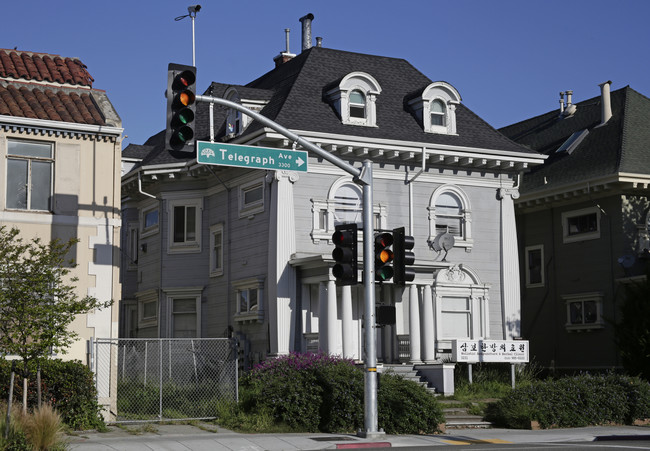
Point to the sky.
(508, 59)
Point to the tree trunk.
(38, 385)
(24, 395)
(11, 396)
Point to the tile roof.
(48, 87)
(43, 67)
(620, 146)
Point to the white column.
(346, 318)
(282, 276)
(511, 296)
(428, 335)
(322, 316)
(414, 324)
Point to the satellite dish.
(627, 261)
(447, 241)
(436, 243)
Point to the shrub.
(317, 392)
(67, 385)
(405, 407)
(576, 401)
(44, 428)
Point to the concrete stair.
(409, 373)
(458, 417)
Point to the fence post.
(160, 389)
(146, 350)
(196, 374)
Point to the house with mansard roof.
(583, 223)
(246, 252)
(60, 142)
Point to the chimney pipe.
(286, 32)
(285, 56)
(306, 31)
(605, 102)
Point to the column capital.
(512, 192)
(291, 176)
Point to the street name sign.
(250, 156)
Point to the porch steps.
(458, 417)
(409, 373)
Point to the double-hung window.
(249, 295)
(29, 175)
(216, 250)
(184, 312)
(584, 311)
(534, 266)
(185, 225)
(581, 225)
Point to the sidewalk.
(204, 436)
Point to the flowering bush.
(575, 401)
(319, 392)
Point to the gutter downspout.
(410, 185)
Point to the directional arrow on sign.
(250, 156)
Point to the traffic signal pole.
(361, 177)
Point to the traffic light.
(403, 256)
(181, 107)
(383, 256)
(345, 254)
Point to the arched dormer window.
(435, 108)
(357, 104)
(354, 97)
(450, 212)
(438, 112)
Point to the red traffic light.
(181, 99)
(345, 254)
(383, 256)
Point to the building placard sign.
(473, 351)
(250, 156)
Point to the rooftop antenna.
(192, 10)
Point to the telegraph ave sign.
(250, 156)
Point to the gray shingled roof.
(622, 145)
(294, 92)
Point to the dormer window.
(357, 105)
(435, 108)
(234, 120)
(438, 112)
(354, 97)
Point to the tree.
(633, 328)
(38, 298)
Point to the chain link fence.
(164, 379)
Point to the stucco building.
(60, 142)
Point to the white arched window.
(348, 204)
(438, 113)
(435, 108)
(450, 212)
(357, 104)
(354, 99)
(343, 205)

* * *

= Your assignment =
Repeat the records word for word. Any picture in them should be left out.

= Output for this exercise =
Point to the sky.
(508, 59)
Point to the tree trunk.
(38, 385)
(24, 395)
(11, 396)
Point to the tile roof.
(48, 87)
(43, 67)
(620, 146)
Point to the white column.
(346, 318)
(282, 276)
(511, 296)
(428, 335)
(322, 316)
(414, 324)
Point to the satellite dish.
(627, 261)
(447, 241)
(436, 243)
Point to the shrub.
(317, 392)
(67, 385)
(405, 407)
(576, 401)
(44, 428)
Point to the concrete stair.
(409, 373)
(458, 417)
Point to the fence post.
(160, 389)
(146, 350)
(196, 374)
Point to the house with mansard roof.
(583, 223)
(246, 252)
(60, 142)
Point to the chimney pipe.
(286, 32)
(285, 56)
(306, 31)
(605, 102)
Point to the column capital.
(512, 192)
(291, 176)
Point to the street name sign.
(250, 156)
Point to the porch steps.
(458, 417)
(409, 373)
Point to the double-hung window.
(249, 295)
(29, 175)
(216, 250)
(184, 312)
(584, 311)
(534, 266)
(185, 225)
(581, 225)
Point to the sidewalk.
(204, 436)
Point to the flowering bush.
(575, 401)
(319, 392)
Point to the gutter downspout.
(410, 185)
Point to the directional arrow on sign.
(250, 156)
Point to the traffic signal pole.
(361, 177)
Point to the traffic light.
(403, 256)
(181, 107)
(383, 256)
(345, 254)
Point to the arched dormer window.
(435, 108)
(357, 104)
(354, 97)
(450, 212)
(438, 112)
Point to the red traffic light.
(181, 99)
(345, 254)
(383, 256)
Point to the building placard sign.
(473, 351)
(250, 156)
Point to the rooftop antenna.
(192, 10)
Point to the telegraph ave sign.
(250, 156)
Point to the gray shingled roof.
(622, 145)
(294, 92)
Point to the dormer window.
(357, 105)
(435, 108)
(234, 120)
(438, 112)
(354, 97)
Point to the tree.
(633, 328)
(38, 298)
Point to the chain link fence.
(164, 379)
Point to the stucco building.
(60, 142)
Point to the white arched window.
(348, 204)
(438, 113)
(435, 108)
(450, 212)
(357, 104)
(354, 99)
(343, 205)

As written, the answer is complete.